> _PROBLEM DESCRIPTION_
Without changing a character, return the entries, but not the images they hold.

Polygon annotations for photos
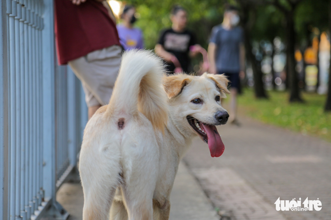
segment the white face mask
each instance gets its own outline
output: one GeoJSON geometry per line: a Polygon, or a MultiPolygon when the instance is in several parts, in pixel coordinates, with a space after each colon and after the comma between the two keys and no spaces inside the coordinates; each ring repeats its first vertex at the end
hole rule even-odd
{"type": "Polygon", "coordinates": [[[238,25],[240,21],[240,18],[238,15],[233,15],[231,16],[231,18],[230,19],[230,23],[233,26],[238,25]]]}

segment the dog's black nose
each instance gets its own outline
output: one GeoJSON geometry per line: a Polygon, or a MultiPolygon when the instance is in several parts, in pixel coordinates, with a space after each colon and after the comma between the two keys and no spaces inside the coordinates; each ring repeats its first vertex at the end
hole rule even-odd
{"type": "Polygon", "coordinates": [[[219,111],[215,115],[215,118],[221,124],[224,125],[226,123],[229,118],[229,114],[226,112],[221,112],[219,111]]]}

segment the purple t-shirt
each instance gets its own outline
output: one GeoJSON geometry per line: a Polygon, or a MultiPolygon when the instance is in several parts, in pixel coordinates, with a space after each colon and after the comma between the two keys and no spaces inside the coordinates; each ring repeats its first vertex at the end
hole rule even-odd
{"type": "Polygon", "coordinates": [[[134,27],[128,28],[123,25],[117,25],[119,42],[125,50],[144,48],[143,34],[140,29],[134,27]]]}

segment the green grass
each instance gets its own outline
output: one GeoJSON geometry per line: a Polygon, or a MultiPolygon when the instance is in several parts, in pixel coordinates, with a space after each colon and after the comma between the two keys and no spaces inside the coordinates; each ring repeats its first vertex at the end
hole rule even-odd
{"type": "Polygon", "coordinates": [[[238,98],[240,112],[264,123],[331,142],[331,113],[323,107],[326,96],[304,93],[304,103],[290,103],[288,93],[269,91],[269,100],[257,99],[247,89],[238,98]]]}

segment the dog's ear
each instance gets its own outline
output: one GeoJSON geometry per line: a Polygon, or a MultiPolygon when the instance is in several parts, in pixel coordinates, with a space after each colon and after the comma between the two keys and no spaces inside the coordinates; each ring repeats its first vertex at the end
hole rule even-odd
{"type": "Polygon", "coordinates": [[[163,86],[168,97],[171,98],[179,94],[184,87],[191,82],[192,77],[184,74],[165,76],[163,86]]]}
{"type": "Polygon", "coordinates": [[[225,93],[230,94],[230,91],[227,89],[229,80],[224,74],[207,74],[206,76],[211,79],[216,84],[216,87],[218,89],[219,92],[223,95],[222,98],[226,98],[225,93]]]}

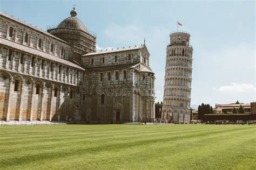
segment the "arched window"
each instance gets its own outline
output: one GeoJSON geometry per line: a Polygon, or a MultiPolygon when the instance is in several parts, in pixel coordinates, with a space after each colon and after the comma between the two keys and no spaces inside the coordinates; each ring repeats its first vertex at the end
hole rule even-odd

> _SOLUTION TO THIS EXERCISE_
segment the white face mask
each instance gets its own outline
output: one GeoJSON geometry per line: a Polygon, or a MultiPolygon when the instance is in several parts, in pixel coordinates, with a space after each colon and after the comma between the two keys and no spaces inside the coordinates; each ring repeats its first vertex at the end
hole rule even-odd
{"type": "Polygon", "coordinates": [[[238,25],[240,21],[240,18],[238,15],[233,15],[231,16],[231,18],[230,19],[230,23],[233,26],[238,25]]]}

segment the dog's black nose
each instance gets its own outline
output: one GeoJSON geometry per line: a Polygon, or a MultiPolygon when the instance is in several parts, in pixel coordinates, with a space after each colon and after the comma between the two keys and no spaces inside the coordinates; each ring repeats its first vertex at the end
hole rule even-odd
{"type": "Polygon", "coordinates": [[[219,111],[215,115],[215,118],[221,124],[224,125],[226,123],[229,118],[229,114],[226,112],[221,112],[219,111]]]}

segment the purple t-shirt
each instance gets its own outline
output: one GeoJSON geometry per line: a Polygon, or a MultiPolygon when the instance is in several parts, in pixel coordinates, with a space after each colon and after the comma between the two keys and no spaces inside the coordinates; each ring repeats its first vertex at the end
hole rule even-odd
{"type": "Polygon", "coordinates": [[[134,27],[128,28],[123,25],[117,25],[119,42],[125,50],[144,48],[143,34],[140,29],[134,27]]]}

segment the green grass
each instance gets its own outline
output: one GeoJSON geometry per line: a Polygon, or a MultiPolygon when the instance is in several parts, in pixel coordinates, with a space after each colon and after the comma between the two keys and no spaces inside the coordinates; each ring repeats its first vertex at the end
hole rule even-odd
{"type": "Polygon", "coordinates": [[[238,98],[240,112],[264,123],[331,142],[331,113],[323,107],[326,96],[304,93],[304,103],[290,103],[288,93],[269,91],[269,100],[257,99],[247,89],[238,98]]]}

segment the dog's ear
each instance gets its own outline
output: one GeoJSON geometry per line: a Polygon, or a MultiPolygon when the instance is in several parts, in pixel coordinates, with a space after each colon and after the comma between the two keys and no spaces inside the coordinates; each ring repeats its first vertex at the end
hole rule even-odd
{"type": "Polygon", "coordinates": [[[163,86],[168,97],[171,98],[179,94],[184,87],[191,82],[192,77],[184,74],[165,76],[163,86]]]}
{"type": "Polygon", "coordinates": [[[225,93],[230,94],[230,91],[227,89],[229,80],[224,74],[207,74],[206,76],[211,79],[216,84],[216,87],[218,89],[219,92],[223,95],[222,98],[226,98],[225,93]]]}

segment the "arched window"
each instance gets its own outline
output: one GeoJSON geometry per line: a Polygon, or a MultiPolygon when the instance is in several parts, in pixel coordinates, with a space after each colon and after the comma between the two keys and no spaces inside the coordinates; each ring repeats its first vertex at the end
hole rule even-odd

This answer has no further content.